Here is a suite of several unit tests for the PriorityQueue class:

# in file test_priority_queue.py

import random
from priority_queue import *

def test1():
    q = PriorityQueue()
    assert q.is_empty()

def test2():
    q = PriorityQueue()

    for x in [4, 2, 6, 5]:
        q.add(x)

    for x in [2, 4, 5, 6]:
        assert not q.is_empty()
        assert q.remove_smallest() == x

def test3():
    q = PriorityQueue()
    
    random.seed(0)
    nums = [random.randrange(1000) for _ in range(100)]
    for x in nums:
        q.add(x)
    
    for x in sorted(nums):
        assert q.remove_smallest() == x

    assert q.is_empty()

def test():
    test1()
    test2()
    test3()
    print('All tests passed')

If any unit test in this function fails, the program will terminate with a stack trace revealing which test caused the problem.

Notice that test3() calls the add() method with a series of random values. Random data of this sort can be very useful for testing. The function also calls random.seed(0), which ensures that random values will be the same on each run. That means that test results will be reproducible, which is a good thing.

It's often a good idea to run all unit tests automatically each time a program is run. That ensures that you'll notice immediately if a change to the program causes a unit test to fail.

Exercise set:
1. In the passage on PriorityQueue unit tests, copy the text from "print('All tests passed')" up to and including "test to fail.".
2. According to the passage on PriorityQueue unit tests, what does the call random.seed(0) ensure?

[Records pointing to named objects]
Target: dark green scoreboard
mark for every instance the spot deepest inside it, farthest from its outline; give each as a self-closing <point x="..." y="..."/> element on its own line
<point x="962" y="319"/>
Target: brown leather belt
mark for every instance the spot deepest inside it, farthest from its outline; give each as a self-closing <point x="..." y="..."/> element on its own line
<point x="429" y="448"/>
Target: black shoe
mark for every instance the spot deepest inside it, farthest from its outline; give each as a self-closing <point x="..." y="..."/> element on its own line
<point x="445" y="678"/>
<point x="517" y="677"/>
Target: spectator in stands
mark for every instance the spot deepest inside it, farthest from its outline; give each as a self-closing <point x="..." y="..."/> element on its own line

Responses:
1.
print('All tests passed')

If any unit test in this function fails, the program will terminate with a stack trace revealing which test caused the problem.

Notice that test3() calls the add() method with a series of random values. Random data of this sort can be very useful for testing. The function also calls random.seed(0), which ensures that random values will be the same on each run. That means that test results will be reproducible, which is a good thing.

It's often a good idea to run all unit tests automatically each time a program is run. That ensures that you'll notice immediately if a change to the program causes a unit test to fail.

2. It ensures that the random values will be the same on each run.